▼

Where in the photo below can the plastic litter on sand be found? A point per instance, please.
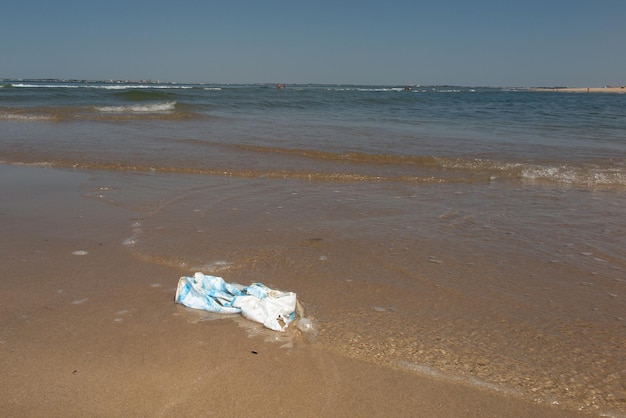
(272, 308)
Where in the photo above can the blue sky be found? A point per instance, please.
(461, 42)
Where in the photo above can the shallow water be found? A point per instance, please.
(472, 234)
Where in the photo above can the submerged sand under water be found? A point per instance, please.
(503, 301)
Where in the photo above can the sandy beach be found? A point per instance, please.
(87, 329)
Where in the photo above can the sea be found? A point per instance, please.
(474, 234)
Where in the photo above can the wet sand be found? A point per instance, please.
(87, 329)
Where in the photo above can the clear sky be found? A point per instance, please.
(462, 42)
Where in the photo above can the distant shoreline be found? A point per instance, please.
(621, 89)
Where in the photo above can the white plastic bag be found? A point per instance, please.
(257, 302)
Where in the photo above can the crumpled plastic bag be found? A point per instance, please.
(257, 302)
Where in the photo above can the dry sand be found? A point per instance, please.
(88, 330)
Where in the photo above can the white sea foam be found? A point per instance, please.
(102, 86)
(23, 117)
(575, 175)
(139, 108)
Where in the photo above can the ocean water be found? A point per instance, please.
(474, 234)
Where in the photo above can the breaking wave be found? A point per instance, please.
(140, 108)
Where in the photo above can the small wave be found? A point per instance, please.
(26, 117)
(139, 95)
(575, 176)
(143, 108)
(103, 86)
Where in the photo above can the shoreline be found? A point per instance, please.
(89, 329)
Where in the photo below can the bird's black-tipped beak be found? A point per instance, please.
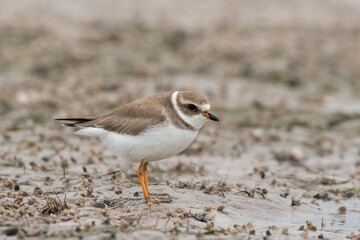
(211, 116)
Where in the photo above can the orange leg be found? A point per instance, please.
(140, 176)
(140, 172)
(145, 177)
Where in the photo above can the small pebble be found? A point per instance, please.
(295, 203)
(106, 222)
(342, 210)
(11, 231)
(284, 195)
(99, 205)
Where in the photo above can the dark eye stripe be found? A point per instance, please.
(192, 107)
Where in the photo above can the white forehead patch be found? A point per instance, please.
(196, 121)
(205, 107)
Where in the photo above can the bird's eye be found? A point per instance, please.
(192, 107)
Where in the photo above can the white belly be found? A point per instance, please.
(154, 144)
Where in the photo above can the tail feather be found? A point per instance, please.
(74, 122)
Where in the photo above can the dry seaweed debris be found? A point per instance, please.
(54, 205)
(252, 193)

▲
▼

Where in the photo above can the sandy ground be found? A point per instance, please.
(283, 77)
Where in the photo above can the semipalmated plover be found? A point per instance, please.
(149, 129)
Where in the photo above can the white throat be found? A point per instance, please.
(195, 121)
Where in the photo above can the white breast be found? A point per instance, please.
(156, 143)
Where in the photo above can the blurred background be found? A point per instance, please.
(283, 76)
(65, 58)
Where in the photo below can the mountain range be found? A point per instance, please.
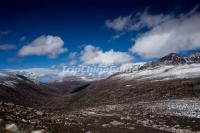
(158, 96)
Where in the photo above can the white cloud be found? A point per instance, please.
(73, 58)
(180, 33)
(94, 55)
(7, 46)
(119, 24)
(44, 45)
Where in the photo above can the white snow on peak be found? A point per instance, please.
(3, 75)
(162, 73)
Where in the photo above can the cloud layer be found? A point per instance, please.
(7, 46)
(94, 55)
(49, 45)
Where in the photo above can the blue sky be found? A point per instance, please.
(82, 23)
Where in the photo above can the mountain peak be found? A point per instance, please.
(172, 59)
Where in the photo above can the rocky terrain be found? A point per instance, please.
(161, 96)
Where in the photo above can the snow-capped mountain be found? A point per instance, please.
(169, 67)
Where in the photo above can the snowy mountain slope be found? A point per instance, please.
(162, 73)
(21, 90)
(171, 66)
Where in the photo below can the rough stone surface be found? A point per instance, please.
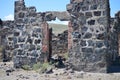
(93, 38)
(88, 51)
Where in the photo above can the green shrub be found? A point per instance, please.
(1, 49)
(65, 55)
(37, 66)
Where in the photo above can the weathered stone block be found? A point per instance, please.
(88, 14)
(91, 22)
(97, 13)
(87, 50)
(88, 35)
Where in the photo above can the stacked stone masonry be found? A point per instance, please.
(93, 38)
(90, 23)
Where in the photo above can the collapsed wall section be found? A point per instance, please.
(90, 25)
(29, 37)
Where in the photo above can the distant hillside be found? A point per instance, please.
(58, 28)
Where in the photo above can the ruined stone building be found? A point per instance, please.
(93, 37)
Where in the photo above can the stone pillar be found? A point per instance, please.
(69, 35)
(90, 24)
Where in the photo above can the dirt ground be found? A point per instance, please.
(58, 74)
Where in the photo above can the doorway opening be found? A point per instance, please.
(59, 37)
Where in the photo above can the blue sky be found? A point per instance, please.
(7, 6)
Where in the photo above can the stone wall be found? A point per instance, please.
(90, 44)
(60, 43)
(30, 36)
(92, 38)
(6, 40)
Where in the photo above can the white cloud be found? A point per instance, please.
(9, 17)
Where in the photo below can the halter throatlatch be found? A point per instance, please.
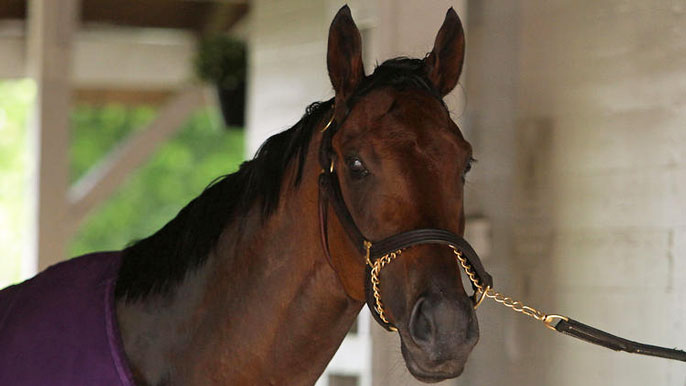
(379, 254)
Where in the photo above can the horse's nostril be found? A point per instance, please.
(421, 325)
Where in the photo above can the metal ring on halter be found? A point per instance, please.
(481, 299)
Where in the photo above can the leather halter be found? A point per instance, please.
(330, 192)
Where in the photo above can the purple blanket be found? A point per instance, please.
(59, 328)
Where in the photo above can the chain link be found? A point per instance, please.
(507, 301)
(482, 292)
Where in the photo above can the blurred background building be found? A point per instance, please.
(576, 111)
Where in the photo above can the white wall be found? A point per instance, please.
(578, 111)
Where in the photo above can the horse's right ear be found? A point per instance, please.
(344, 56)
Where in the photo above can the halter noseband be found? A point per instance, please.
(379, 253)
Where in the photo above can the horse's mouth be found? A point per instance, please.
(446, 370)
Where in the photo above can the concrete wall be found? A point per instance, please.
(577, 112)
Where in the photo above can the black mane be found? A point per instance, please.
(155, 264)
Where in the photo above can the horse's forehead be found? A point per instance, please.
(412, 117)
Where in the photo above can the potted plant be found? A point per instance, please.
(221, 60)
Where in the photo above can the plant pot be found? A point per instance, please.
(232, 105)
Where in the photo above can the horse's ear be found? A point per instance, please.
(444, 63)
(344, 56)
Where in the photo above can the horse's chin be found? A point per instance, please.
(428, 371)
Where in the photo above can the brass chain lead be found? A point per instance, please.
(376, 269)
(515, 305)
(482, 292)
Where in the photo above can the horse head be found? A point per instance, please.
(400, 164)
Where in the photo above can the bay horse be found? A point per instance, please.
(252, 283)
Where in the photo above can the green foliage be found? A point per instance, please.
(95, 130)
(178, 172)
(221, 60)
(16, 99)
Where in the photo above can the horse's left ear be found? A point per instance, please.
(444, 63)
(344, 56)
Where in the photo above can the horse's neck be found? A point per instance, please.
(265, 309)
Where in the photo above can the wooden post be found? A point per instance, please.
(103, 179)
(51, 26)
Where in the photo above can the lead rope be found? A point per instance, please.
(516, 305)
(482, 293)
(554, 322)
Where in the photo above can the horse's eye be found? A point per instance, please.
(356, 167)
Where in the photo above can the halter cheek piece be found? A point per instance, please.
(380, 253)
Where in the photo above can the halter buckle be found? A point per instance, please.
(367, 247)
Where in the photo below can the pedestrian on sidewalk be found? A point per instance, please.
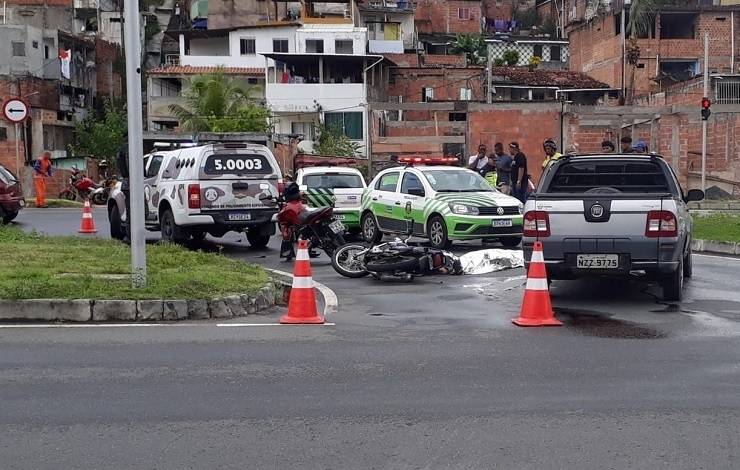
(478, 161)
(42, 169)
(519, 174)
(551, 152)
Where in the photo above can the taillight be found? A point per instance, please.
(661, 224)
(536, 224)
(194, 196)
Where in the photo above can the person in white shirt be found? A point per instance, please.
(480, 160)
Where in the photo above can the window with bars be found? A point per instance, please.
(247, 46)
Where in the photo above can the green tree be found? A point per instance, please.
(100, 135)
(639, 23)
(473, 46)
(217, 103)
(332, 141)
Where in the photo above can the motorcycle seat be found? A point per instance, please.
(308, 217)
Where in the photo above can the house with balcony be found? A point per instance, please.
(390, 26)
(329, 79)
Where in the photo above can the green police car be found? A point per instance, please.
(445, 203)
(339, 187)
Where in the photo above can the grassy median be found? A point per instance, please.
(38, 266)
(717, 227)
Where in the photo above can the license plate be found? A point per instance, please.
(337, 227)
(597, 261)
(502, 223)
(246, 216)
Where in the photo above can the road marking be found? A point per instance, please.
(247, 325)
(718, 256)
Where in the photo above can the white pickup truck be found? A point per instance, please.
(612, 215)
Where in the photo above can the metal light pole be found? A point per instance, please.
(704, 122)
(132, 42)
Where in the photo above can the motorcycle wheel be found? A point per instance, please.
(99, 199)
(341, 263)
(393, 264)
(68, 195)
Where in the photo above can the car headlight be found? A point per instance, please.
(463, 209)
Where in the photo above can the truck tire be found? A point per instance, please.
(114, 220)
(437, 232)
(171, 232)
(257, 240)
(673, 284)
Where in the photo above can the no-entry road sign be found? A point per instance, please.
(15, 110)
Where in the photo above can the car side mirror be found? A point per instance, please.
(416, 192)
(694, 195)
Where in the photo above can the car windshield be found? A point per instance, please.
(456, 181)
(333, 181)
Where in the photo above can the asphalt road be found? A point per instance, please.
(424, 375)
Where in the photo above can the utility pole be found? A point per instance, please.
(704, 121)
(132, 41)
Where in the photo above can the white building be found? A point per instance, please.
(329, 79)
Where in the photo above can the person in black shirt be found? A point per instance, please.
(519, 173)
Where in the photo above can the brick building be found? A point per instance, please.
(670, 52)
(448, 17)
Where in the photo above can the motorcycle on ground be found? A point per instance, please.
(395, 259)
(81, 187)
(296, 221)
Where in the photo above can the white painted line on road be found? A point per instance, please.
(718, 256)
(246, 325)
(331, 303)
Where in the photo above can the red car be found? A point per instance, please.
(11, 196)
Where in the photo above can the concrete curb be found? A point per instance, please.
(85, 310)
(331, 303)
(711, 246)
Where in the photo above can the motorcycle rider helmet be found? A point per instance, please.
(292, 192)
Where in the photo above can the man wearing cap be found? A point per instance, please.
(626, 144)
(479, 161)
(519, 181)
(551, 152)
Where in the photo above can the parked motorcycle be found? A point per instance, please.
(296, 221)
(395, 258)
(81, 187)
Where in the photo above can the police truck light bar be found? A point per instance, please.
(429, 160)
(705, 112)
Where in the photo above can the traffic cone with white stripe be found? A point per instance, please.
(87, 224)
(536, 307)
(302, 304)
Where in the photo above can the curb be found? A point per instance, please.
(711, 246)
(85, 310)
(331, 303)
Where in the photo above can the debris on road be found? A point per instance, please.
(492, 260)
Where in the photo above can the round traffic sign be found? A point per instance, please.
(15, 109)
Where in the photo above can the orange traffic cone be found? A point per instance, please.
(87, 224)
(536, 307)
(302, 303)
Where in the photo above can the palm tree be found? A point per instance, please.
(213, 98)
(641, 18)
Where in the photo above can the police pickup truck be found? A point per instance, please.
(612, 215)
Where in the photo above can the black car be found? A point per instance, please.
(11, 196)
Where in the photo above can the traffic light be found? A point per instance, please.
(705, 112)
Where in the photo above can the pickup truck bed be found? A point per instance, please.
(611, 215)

▲

EXERCISE DESCRIPTION.
Pick out every line in the entries that contains the word "wave", matching case exactly.

RESULT OF THIS EXERCISE.
Where in the photo above can the breaking wave be found? A point per instance, please.
Where in the photo above can the small wave be found? A point per instance, please.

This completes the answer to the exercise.